La prensa medio oriental, incluyendo los muy desinformativos multimedia israelíes, afirma que el campo de los “duros”, encabezados por Bandar bin Sultan –anterior embajador del reino wahabita en Estados Unidos e íntimo de Baby Bush (se dicen “hermanos”)–, no solamente se ha hecho cargo de la seguridad local y regional, sino que, también, ha inclinado la balanza sucesoria a su favor.
Pakistán no se queda atrás. Mucho antes de las revueltas y revoluciones del mundo árabe y del tambaleo de su aliado saudita, Pakistán, al borde de la atroz balcanización de sus etnias y tribus, sufre los embates viciosos en Afganistán producto de la invasión de Estados Unidos, que encabeza la expedición de la Organización del Tratado del Atlántico Norte (OTAN).
Más allá del asesinato hace cuatro años de la exprimer ministro Benazir Bhutto –al mes de que destapó el homicidio de Bin Laden por Sheikh Omar tiempos atrás, lo cual contradice flagrantemente la propaganda del gobierno de Obama al respecto en Abottabad y su muy cuestionado montaje hollywoodense que no se atrevió a presentar el cadáver del terrorista islámico más peligroso del planeta–, Pakistán ha sido secuestrado por la invasión de la OTAN, encabezada por Estados Unidos.
Tiempos atrás, también, habíamos formulado “el cuadrángulo de la muerte” representado por Afganistán-Pakistán-India-Cachemira, sin duda, el lugar más peligroso del planeta que puede desencadenar una nueva guerra mundial entre los grandes actores geoestratégicos, como en fechas recientes acaba de aseverar Henry Kissinger, el polémico exsecretario de Estado con varios etnocidios seriados a cuestas, al historiador israelí-británico Simon Schama (La Jornada, Bajo la Lupa, 22 de mayo de 2011).
Todo el operativo militar del gobierno de Obama que supuestamente desembocó en el asesinato de Bin Laden –de acuerdo con su inconsistente narrativa singular con varios agujeros negros e innumerables claroscuros– afloró las tensiones entre Washington e Islamabad a tal grado que el primer ministro de Pakistán, Yousuf Raza Gilani, en una visita intempestiva a Beijing, declaró su público romance con China.
Después de la intervención militar saudita en la isla estratégica de Baréin para someter la revuelta de la mayoría chiíta (alrededor del 75 por ciento de la población) en contra de la dinastía minoritaria sunnita, los lazos del eje Islamabad-Riad se profundizaron.

**Filas de datos:**

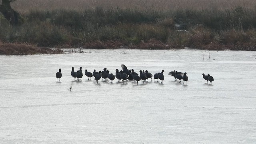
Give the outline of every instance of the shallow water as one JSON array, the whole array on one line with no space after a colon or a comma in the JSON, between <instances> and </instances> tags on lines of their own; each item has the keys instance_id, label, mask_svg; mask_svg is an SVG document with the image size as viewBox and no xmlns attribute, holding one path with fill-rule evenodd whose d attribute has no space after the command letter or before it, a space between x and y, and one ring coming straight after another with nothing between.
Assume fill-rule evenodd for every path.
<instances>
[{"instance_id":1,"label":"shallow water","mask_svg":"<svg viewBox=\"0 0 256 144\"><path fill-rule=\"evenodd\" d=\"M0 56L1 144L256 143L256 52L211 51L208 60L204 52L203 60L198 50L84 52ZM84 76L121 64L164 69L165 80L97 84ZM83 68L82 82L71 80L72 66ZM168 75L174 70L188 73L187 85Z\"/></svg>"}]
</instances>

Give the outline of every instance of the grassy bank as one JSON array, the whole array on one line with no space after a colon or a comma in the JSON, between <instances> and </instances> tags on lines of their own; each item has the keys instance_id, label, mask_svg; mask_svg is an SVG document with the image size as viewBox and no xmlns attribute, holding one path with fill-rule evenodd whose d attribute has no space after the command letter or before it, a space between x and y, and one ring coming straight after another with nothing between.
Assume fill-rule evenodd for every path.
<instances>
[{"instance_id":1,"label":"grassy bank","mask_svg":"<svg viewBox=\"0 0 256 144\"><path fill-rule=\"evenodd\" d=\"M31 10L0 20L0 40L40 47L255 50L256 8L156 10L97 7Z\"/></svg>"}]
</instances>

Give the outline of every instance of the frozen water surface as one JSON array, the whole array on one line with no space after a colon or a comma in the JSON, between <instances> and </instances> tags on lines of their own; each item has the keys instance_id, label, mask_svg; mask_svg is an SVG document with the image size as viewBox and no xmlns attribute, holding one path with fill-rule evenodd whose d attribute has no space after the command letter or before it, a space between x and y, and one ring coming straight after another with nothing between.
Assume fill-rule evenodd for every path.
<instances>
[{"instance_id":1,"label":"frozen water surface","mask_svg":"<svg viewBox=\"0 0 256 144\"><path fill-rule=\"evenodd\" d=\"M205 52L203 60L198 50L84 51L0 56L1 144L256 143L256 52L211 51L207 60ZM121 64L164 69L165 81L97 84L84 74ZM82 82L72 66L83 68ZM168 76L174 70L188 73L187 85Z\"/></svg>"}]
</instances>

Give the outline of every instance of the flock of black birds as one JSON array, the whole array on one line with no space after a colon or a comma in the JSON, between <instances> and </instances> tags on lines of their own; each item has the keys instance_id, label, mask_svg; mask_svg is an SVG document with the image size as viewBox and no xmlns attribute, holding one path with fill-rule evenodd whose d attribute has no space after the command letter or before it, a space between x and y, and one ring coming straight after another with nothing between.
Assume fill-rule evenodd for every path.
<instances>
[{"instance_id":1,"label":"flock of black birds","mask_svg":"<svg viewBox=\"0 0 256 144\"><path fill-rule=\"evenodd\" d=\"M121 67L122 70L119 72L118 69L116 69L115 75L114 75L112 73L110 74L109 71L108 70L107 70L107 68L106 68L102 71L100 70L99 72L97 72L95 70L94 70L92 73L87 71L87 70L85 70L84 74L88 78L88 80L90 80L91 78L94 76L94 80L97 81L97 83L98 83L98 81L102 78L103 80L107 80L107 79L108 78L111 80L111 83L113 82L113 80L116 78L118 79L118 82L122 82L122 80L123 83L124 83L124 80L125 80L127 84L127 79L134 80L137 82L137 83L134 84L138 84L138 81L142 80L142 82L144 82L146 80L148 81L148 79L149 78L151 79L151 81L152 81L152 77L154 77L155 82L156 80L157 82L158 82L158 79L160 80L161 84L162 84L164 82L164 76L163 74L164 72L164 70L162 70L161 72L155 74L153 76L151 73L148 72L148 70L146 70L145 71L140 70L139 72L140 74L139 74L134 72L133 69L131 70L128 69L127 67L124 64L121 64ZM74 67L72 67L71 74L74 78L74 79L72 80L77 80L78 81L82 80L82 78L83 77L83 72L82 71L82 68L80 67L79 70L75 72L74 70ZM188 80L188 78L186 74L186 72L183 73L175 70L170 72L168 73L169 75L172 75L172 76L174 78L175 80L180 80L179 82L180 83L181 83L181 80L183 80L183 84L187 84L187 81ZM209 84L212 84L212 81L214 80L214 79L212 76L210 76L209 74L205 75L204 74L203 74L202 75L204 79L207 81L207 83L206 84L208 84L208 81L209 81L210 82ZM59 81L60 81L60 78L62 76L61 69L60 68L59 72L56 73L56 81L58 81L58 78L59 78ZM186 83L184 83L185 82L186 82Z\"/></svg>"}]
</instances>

**Ejercicios propuestos:**
- 1) Contesta estas preguntas a partir del texto sobre Pakistán:
(a) ¿Qué cargo había ocupado Bandar bin Sultan?
(b) ¿Qué cuatro territorios componen "el cuadrángulo de la muerte"?
(c) ¿Qué proporción aproximada de la población de Baréin forma la mayoría chiíta?
- 2) Reproduce sin ningún cambio el fragmento del texto sobre Pakistán que empieza con las palabras "Todo el operativo" y termina con "Islamabad-Riad se profundizaron.".
Los datos proceden de una fuente distinta a la del texto.

**Soluciones:**
- 1)
(a) Había sido embajador del reino wahabita en Estados Unidos.
(b) Afganistán, Pakistán, India y Cachemira.
(c) Alrededor del 75 por ciento.

- 2)
Todo el operativo militar del gobierno de Obama que supuestamente desembocó en el asesinato de Bin Laden –de acuerdo con su inconsistente narrativa singular con varios agujeros negros e innumerables claroscuros– afloró las tensiones entre Washington e Islamabad a tal grado que el primer ministro de Pakistán, Yousuf Raza Gilani, en una visita intempestiva a Beijing, declaró su público romance con China.
Después de la intervención militar saudita en la isla estratégica de Baréin para someter la revuelta de la mayoría chiíta (alrededor del 75 por ciento de la población) en contra de la dinastía minoritaria sunnita, los lazos del eje Islamabad-Riad se profundizaron.